• _EXERCISE GOAL_
Set down all of the records exactly.

[Stored data entries]
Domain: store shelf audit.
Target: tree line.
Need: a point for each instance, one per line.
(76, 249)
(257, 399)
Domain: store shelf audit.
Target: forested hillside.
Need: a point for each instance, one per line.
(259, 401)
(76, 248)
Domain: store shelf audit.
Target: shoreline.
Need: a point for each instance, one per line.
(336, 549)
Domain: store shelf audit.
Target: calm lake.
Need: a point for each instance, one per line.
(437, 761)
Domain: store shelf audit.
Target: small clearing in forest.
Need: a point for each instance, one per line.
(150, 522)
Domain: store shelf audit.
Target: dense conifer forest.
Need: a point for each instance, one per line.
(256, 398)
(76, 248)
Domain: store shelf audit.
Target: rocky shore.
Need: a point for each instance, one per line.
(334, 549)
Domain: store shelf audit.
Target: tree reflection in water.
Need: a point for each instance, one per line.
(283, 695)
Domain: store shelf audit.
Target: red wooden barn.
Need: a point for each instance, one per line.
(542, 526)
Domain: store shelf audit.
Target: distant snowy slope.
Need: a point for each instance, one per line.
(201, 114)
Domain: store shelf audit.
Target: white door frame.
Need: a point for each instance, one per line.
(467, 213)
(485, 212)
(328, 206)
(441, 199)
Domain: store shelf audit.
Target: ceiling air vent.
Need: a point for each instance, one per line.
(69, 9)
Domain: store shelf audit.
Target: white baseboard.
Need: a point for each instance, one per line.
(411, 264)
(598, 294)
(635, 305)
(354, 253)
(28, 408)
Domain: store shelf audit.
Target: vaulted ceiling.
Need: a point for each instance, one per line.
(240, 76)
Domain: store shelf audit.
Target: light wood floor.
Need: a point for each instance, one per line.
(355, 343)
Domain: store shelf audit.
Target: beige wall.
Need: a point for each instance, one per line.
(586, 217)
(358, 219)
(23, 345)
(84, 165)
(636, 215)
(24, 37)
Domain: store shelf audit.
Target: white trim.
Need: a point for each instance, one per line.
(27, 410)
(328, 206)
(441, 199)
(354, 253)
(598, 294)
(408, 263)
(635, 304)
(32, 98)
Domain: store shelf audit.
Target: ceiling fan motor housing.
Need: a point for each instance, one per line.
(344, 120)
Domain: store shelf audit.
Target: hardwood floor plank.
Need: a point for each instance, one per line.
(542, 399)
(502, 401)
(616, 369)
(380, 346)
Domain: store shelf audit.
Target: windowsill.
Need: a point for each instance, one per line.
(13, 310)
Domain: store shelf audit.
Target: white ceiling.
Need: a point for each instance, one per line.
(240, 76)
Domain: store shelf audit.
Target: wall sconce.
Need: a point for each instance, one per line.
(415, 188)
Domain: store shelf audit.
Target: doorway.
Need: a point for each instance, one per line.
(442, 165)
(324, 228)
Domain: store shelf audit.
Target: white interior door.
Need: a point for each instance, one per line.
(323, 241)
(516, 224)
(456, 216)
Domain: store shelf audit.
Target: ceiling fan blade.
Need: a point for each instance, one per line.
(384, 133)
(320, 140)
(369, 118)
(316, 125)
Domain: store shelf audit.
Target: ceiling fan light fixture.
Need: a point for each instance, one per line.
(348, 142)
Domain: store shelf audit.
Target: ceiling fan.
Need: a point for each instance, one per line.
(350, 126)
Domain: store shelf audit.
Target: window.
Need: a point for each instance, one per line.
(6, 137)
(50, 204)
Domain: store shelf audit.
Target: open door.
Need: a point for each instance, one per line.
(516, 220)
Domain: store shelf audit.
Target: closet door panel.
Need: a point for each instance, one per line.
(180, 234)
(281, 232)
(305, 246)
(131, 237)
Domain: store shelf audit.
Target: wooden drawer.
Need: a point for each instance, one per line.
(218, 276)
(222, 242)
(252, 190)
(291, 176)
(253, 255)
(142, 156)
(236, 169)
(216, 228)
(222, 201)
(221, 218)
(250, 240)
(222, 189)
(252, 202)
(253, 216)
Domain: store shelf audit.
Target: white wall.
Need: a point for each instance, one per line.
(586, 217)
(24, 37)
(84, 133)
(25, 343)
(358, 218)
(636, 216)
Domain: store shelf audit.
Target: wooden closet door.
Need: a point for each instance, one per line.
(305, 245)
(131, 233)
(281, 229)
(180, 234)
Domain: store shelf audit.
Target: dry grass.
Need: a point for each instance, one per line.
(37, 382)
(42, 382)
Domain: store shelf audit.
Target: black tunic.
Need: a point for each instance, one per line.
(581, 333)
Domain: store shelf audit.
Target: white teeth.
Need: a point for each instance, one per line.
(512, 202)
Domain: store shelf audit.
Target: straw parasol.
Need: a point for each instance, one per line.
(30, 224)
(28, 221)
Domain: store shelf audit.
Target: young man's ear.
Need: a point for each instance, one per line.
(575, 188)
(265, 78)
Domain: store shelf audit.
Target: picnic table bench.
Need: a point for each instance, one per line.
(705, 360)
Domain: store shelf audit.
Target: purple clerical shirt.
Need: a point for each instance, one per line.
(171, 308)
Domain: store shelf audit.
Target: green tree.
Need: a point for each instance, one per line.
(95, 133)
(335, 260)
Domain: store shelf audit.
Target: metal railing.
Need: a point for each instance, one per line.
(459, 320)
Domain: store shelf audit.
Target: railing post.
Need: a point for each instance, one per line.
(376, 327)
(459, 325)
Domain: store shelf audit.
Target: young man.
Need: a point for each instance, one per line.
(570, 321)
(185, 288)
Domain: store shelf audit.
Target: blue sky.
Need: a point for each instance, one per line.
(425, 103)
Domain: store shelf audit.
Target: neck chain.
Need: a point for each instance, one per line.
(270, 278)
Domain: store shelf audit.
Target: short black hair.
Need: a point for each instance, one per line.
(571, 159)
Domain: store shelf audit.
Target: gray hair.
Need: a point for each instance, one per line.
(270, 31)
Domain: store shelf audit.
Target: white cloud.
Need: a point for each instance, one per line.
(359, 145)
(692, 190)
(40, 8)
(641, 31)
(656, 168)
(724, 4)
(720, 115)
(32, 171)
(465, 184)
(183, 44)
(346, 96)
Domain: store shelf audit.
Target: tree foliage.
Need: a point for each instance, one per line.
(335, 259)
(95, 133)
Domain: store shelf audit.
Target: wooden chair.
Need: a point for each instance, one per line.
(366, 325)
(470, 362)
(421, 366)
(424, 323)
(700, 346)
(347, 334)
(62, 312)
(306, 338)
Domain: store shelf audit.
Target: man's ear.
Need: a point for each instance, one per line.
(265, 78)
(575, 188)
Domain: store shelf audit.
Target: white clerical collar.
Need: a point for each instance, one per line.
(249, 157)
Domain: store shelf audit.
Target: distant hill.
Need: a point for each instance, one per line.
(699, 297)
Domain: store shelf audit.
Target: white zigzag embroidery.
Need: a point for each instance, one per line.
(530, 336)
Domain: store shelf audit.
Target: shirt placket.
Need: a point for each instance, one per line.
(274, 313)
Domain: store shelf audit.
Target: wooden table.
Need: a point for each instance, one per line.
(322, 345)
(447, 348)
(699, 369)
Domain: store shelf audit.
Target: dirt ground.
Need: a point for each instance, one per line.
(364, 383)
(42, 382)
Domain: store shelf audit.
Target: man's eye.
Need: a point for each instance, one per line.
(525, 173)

• _WRITTEN ANSWER_
Domain: store shelf audit.
Target: tree line.
Need: a point for each instance, one per line.
(76, 249)
(257, 399)
Domain: store shelf audit.
Target: forested hillside.
Need: a point for each instance, one per line.
(259, 401)
(76, 248)
Domain: store shelf audit.
Target: shoreline.
Need: a point for each instance, one per line.
(336, 549)
Domain: store shelf audit.
Target: calm lake.
Need: a point for each instance, one per line.
(437, 761)
Domain: store shelf audit.
Target: small clearing in forest.
Need: a point for each instance, one per line.
(150, 522)
Domain: store shelf audit.
Target: dense conifer forest.
Need: a point for each instance, one per line.
(256, 398)
(76, 248)
Domain: store shelf audit.
Target: rocky shore.
Need: a point for each instance, one per line.
(334, 549)
Domain: store shelf audit.
Target: tree reflection in water.
Need: a point for each instance, one per line.
(283, 695)
Domain: store shelf audit.
Target: red wooden barn.
Need: a point for each instance, one per line.
(542, 526)
Domain: store shelf audit.
Target: distant snowy slope.
Need: a point for each instance, one per line.
(201, 114)
Domain: store shelf audit.
Target: white door frame.
Need: a point for each instance, one per line.
(467, 213)
(485, 212)
(328, 206)
(441, 199)
Domain: store shelf audit.
Target: ceiling air vent.
Need: a point for each instance, one per line.
(69, 9)
Domain: store shelf audit.
Target: white baseboard.
Need: a point for each instance, one per line.
(411, 264)
(598, 294)
(635, 305)
(354, 253)
(28, 408)
Domain: store shelf audit.
Target: vaulted ceiling.
Need: a point for each instance, one per line.
(240, 76)
Domain: store shelf audit.
Target: light wood floor.
Need: a point for each instance, one per line.
(355, 343)
Domain: store shelf audit.
Target: beige wall.
Need: a point for each instance, one per line.
(586, 217)
(358, 219)
(23, 345)
(84, 165)
(636, 215)
(24, 37)
Domain: store shelf audit.
Target: white trim.
Need: a point for each instance, one per line.
(27, 410)
(328, 206)
(441, 199)
(354, 253)
(598, 294)
(408, 263)
(635, 304)
(32, 98)
Domain: store shelf audit.
Target: ceiling fan motor housing.
Need: a point for each instance, one per line.
(344, 120)
Domain: store shelf audit.
Target: hardwood floor plank.
Need: a point for each instance, one per line.
(542, 399)
(502, 401)
(616, 369)
(380, 346)
Domain: store shelf audit.
Target: windowsill.
Need: a point for each instance, one per line.
(13, 310)
Domain: store shelf audit.
Target: white ceiling.
Need: a point for each instance, one per line.
(240, 76)
Domain: store shelf audit.
Target: wall sconce.
Need: a point for each instance, one per line.
(415, 188)
Domain: store shelf audit.
Target: doorway.
Need: a point for each instance, one per line.
(442, 165)
(324, 228)
Domain: store shelf audit.
Target: white interior door.
Need: a point for each instance, one per line.
(323, 241)
(516, 224)
(456, 216)
Domain: store shelf audit.
Target: ceiling fan blade.
Need: a point for each instance, one per line.
(384, 133)
(320, 140)
(369, 118)
(316, 125)
Domain: store shelf audit.
Target: ceiling fan light fixture.
Need: a point for each instance, one per line.
(348, 142)
Domain: store shelf audit.
Target: ceiling fan.
Need: a point for each instance, one per line.
(350, 126)
Domain: store shelf audit.
Target: window.
Need: a point for each instance, one per line.
(6, 137)
(50, 204)
Domain: store shelf audit.
Target: open door.
Need: a point for each instance, one per line.
(516, 220)
Domain: store shelf audit.
Target: closet door panel.
Need: a point for each instance, one per line.
(180, 234)
(281, 232)
(305, 246)
(131, 237)
Domain: store shelf audit.
Target: wooden drawer.
Need: a point for each instance, one per line.
(218, 276)
(222, 242)
(252, 190)
(291, 176)
(253, 255)
(142, 156)
(236, 169)
(216, 228)
(222, 201)
(221, 218)
(250, 240)
(222, 189)
(252, 202)
(253, 216)
Domain: store shelf audit.
Target: white wall.
Need: a point for each instance, one per line.
(586, 217)
(24, 37)
(84, 133)
(25, 343)
(358, 218)
(636, 216)
Domain: store shelf audit.
Target: wooden closet door.
Need: a point for each instance, one per line.
(305, 245)
(131, 233)
(281, 229)
(180, 234)
Domain: store shelf audit.
Target: dry grass.
Need: a point for each instance, one per line.
(37, 382)
(42, 382)
Domain: store shelf audit.
Target: black tunic.
Need: a point for each instance, one per line.
(581, 333)
Domain: store shelf audit.
Target: white teeth.
Need: a point for each instance, one per line.
(512, 202)
Domain: store shelf audit.
Target: straw parasol.
Need: a point for each instance, one per line.
(30, 224)
(28, 221)
Domain: store shelf audit.
Target: young man's ear.
Need: a point for each instance, one per line.
(575, 188)
(265, 78)
Domain: store shelf audit.
Target: picnic table bench.
Need: a point for each instance, one per line.
(705, 360)
Domain: store shelf audit.
Target: purple clerical shirt.
Need: a point for each instance, one per line.
(171, 308)
Domain: store shelf audit.
Target: green tree.
Need: a point for each instance, one per line.
(95, 133)
(335, 260)
Domain: store shelf audit.
Target: metal railing.
Need: a point for each instance, one per line.
(459, 320)
Domain: store shelf audit.
Target: railing post.
Need: a point for each instance, one per line.
(376, 327)
(459, 325)
Domain: store shelf audit.
Target: young man.
Need: a point for each instance, one per line.
(570, 321)
(185, 288)
Domain: store shelf audit.
Target: blue sky.
Need: a point for each instance, one per line.
(425, 103)
Domain: store shelf audit.
Target: neck chain.
Need: a point for each instance, one per line.
(270, 278)
Domain: store shelf audit.
Target: short black hair.
Need: a point for each instance, one per line.
(571, 159)
Domain: store shelf audit.
Target: gray hair.
Need: a point for each instance, one per line.
(270, 31)
Domain: store shelf audit.
Target: white cloud.
Need: a point for each instance, one per line.
(359, 145)
(692, 190)
(40, 8)
(641, 31)
(656, 168)
(724, 4)
(720, 115)
(32, 171)
(465, 184)
(183, 44)
(346, 96)
Domain: store shelf audit.
Target: tree foliage.
Need: a point for each instance, one per line.
(335, 259)
(95, 133)
Domain: store shelf audit.
Target: wooden chair.
Need: a point for each instance, one per line.
(366, 325)
(470, 362)
(421, 366)
(424, 323)
(700, 346)
(347, 334)
(62, 312)
(306, 338)
Domain: store shelf audit.
Target: man's ear.
Need: a point for each instance, one per line.
(265, 78)
(575, 188)
Domain: store shelf audit.
Target: white clerical collar.
Need: a point for each instance, one per line.
(249, 157)
Domain: store shelf audit.
Target: distant hill.
Need: a point for each instance, one per line.
(699, 297)
Domain: store shelf audit.
Target: white zigzag embroidery.
Need: a point for each instance, one per line.
(530, 336)
Domain: store shelf audit.
Target: shirt placket.
Need: a point for each instance, one per line.
(274, 313)
Domain: store shelf audit.
Target: wooden table.
Need: a point for each instance, one per line.
(322, 345)
(447, 348)
(699, 369)
Domain: store shelf audit.
Target: dirt ground.
Need: a point for each instance, one per line.
(364, 383)
(42, 382)
Domain: store shelf audit.
Target: man's eye.
Need: a point for each instance, one per line.
(525, 173)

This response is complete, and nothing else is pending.